*** Opening of Records provided ***

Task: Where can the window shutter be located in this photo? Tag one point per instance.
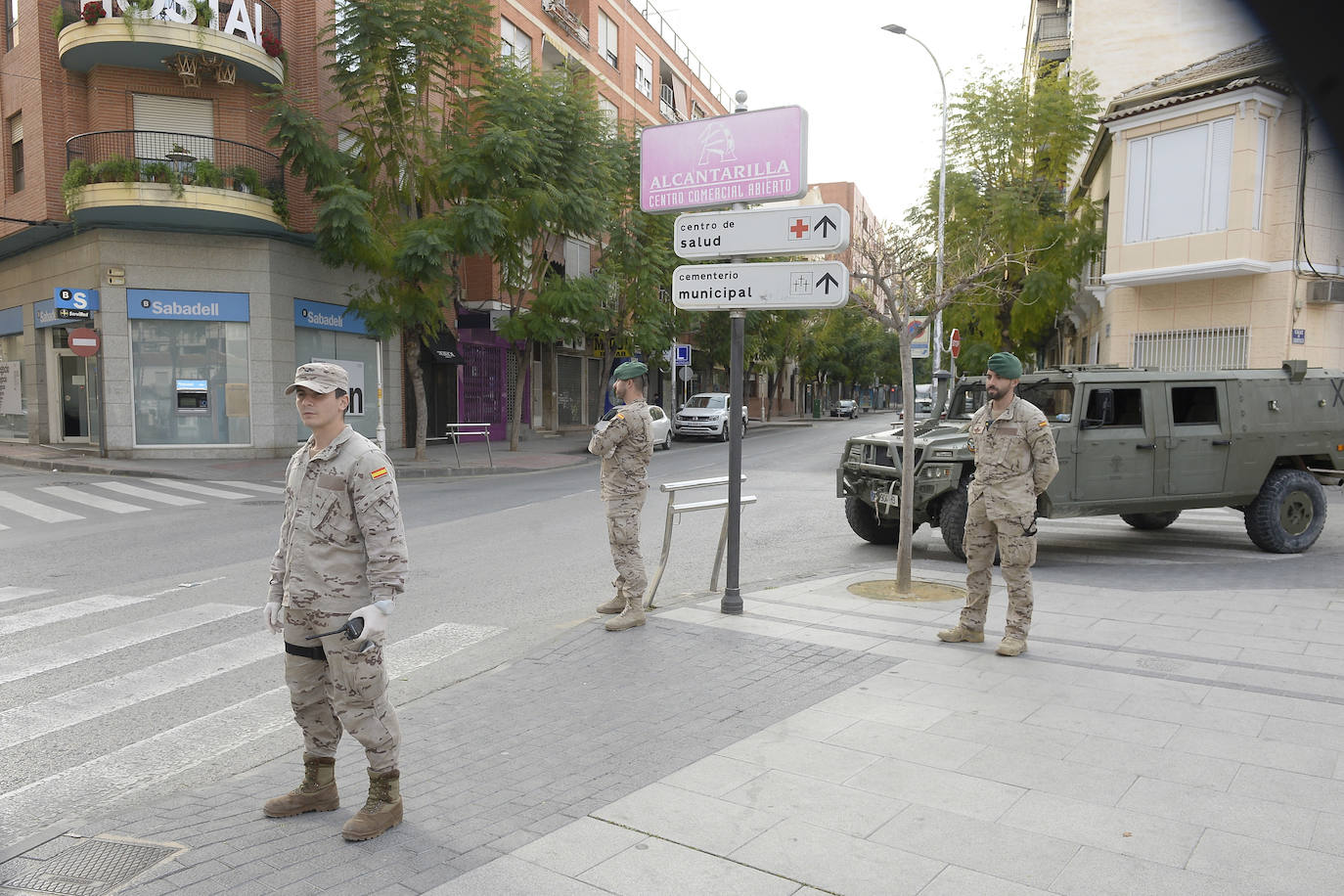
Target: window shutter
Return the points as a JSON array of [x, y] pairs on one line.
[[187, 122], [1219, 173], [1136, 191]]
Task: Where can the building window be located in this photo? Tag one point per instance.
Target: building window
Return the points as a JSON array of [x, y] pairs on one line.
[[515, 45], [606, 35], [17, 152], [643, 72], [1179, 182]]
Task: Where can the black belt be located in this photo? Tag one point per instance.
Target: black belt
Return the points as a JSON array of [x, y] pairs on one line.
[[312, 653]]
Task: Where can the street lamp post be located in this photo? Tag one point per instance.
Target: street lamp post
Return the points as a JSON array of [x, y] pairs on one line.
[[942, 193]]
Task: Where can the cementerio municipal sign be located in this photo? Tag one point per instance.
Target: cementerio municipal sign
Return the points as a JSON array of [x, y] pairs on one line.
[[746, 157], [753, 285], [801, 230]]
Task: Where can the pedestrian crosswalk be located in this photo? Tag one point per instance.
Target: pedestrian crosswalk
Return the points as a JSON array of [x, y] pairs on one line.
[[207, 676], [74, 501]]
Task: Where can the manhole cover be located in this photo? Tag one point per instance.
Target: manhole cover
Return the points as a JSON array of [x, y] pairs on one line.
[[89, 868], [919, 591]]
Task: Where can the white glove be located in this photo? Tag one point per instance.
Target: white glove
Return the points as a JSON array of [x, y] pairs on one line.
[[274, 617], [376, 623]]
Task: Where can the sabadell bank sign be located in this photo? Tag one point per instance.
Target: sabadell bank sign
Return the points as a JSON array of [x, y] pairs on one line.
[[746, 157], [243, 21]]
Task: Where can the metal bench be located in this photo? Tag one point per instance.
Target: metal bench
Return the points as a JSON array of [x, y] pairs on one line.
[[690, 507], [453, 431]]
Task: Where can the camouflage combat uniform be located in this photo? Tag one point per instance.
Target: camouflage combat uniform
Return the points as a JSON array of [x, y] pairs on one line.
[[625, 448], [341, 547], [1015, 461]]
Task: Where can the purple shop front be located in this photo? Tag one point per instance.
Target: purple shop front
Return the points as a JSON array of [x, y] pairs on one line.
[[707, 162]]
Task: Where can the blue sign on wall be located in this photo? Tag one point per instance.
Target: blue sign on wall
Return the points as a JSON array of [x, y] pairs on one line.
[[79, 299], [327, 316], [11, 321], [184, 305]]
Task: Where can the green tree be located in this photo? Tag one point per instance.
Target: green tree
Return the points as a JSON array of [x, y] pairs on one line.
[[397, 67]]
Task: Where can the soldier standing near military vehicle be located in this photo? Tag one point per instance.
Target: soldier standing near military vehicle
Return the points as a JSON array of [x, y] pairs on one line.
[[1015, 461], [625, 448], [341, 561]]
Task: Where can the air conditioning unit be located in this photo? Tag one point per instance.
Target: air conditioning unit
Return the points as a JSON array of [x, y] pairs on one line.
[[1325, 291]]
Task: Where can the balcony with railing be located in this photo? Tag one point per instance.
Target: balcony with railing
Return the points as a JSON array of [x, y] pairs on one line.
[[240, 39], [160, 179]]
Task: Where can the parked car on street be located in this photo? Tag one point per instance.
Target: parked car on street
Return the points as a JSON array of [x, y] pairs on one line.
[[845, 407], [661, 426], [706, 414]]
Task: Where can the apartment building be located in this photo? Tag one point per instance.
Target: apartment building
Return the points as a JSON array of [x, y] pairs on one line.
[[136, 173], [644, 74]]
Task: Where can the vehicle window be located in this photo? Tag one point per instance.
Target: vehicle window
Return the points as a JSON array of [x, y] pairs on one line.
[[1193, 405], [1129, 407]]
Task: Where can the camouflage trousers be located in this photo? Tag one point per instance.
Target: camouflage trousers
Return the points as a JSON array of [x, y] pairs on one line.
[[622, 531], [347, 690], [1016, 555]]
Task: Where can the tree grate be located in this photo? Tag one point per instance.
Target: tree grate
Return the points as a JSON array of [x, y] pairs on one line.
[[87, 868]]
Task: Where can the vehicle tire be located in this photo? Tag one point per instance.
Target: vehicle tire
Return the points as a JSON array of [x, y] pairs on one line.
[[865, 522], [952, 521], [1150, 520], [1289, 512]]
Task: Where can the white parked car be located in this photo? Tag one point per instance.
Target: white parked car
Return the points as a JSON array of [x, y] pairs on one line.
[[706, 414], [661, 426]]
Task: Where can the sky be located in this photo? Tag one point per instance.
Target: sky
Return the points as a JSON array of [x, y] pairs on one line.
[[873, 97]]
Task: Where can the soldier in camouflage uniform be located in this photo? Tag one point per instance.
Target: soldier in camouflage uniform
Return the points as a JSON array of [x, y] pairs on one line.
[[341, 557], [625, 448], [1015, 461]]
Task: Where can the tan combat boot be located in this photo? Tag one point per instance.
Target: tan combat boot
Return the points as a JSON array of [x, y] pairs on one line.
[[631, 615], [962, 633], [614, 605], [381, 810], [317, 792]]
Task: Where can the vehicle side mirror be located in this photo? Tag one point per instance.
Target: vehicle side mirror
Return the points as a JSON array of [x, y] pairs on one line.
[[1100, 409]]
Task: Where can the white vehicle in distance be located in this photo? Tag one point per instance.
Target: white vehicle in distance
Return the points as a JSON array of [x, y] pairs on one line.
[[661, 426], [706, 414]]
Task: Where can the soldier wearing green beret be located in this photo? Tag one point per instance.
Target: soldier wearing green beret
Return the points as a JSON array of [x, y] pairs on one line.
[[625, 448], [1015, 461]]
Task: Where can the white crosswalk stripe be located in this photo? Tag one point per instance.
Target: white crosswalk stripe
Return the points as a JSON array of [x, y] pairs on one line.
[[135, 490], [67, 611], [31, 662], [35, 511], [90, 500], [197, 488], [250, 486]]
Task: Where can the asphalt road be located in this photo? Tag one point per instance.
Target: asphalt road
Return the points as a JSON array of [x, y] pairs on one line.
[[135, 647]]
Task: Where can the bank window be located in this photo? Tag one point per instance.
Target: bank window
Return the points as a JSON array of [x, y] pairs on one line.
[[17, 152], [606, 38], [1193, 405], [515, 45], [643, 72], [1179, 182]]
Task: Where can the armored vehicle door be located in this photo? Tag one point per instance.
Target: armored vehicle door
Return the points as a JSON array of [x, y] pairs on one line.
[[1117, 442], [1199, 438]]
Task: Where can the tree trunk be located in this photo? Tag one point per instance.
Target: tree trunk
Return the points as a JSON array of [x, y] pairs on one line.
[[421, 406]]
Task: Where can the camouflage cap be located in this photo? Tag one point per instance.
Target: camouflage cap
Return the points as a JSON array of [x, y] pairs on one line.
[[631, 370], [320, 377], [1006, 366]]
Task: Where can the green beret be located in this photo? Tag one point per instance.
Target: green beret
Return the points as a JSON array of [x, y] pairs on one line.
[[631, 370], [1006, 366]]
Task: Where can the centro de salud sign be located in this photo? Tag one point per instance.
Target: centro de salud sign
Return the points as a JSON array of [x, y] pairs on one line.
[[744, 157]]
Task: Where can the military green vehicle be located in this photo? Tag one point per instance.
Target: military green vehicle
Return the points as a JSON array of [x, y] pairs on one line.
[[1140, 443]]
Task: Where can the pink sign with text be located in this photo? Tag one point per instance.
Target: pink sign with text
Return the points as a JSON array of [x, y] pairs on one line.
[[746, 157]]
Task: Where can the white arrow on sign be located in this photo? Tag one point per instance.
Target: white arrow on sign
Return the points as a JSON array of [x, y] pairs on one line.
[[800, 230], [775, 285]]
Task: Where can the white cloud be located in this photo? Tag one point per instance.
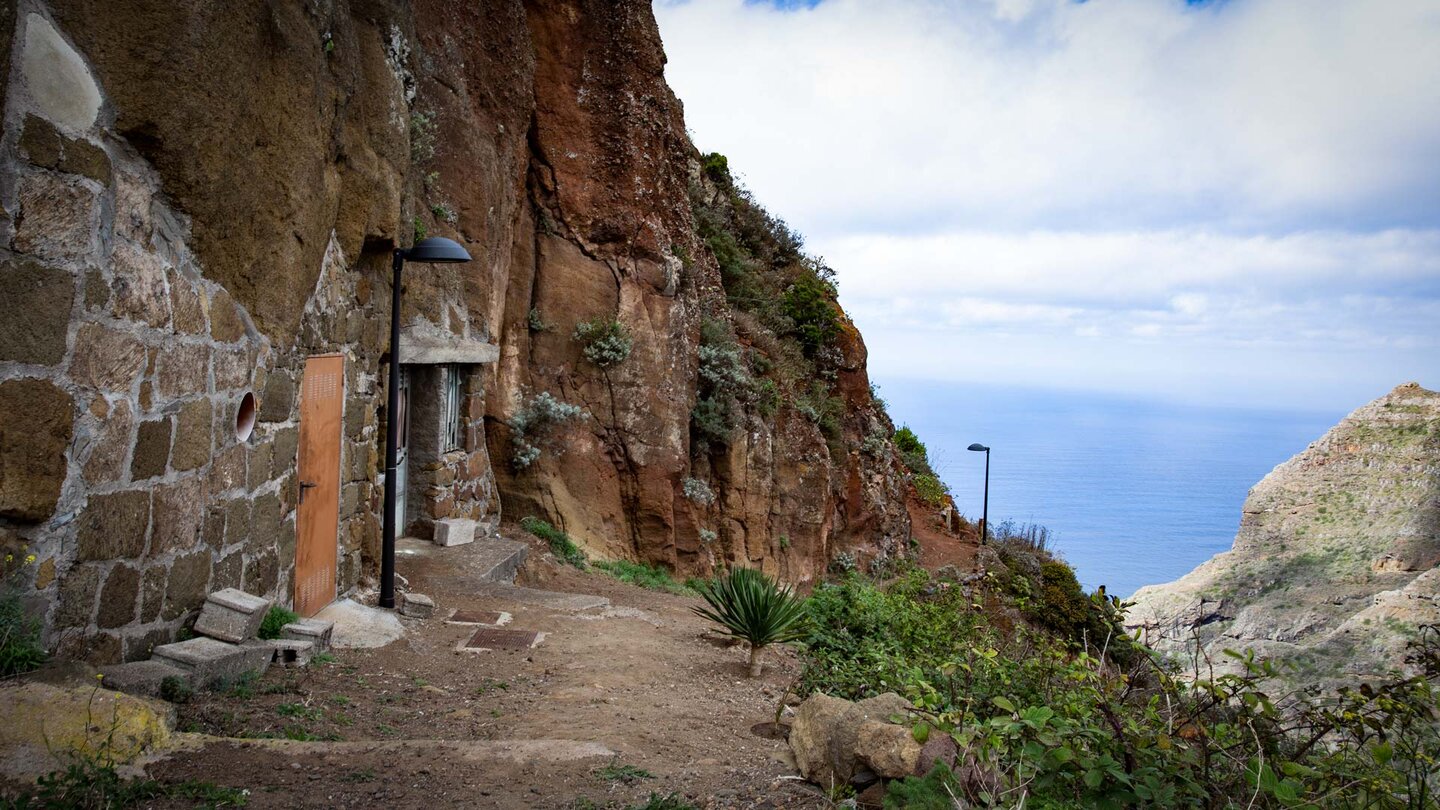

*** Close of Records provided ***

Your goal: Please list every line of the records that contains "conditioning".

Response:
Task: Where can the air conditioning unit be located in this photo? Tag one point per instance.
Target: air conditioning unit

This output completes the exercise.